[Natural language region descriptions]
- - - - -
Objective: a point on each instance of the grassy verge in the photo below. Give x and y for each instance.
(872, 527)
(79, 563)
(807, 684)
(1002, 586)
- - - - -
Without omitting anything, output the data verbatim.

Objective: a point on each instance of the grassy verge in the photo below. Give x and y for each instance.
(872, 527)
(79, 563)
(807, 684)
(1002, 586)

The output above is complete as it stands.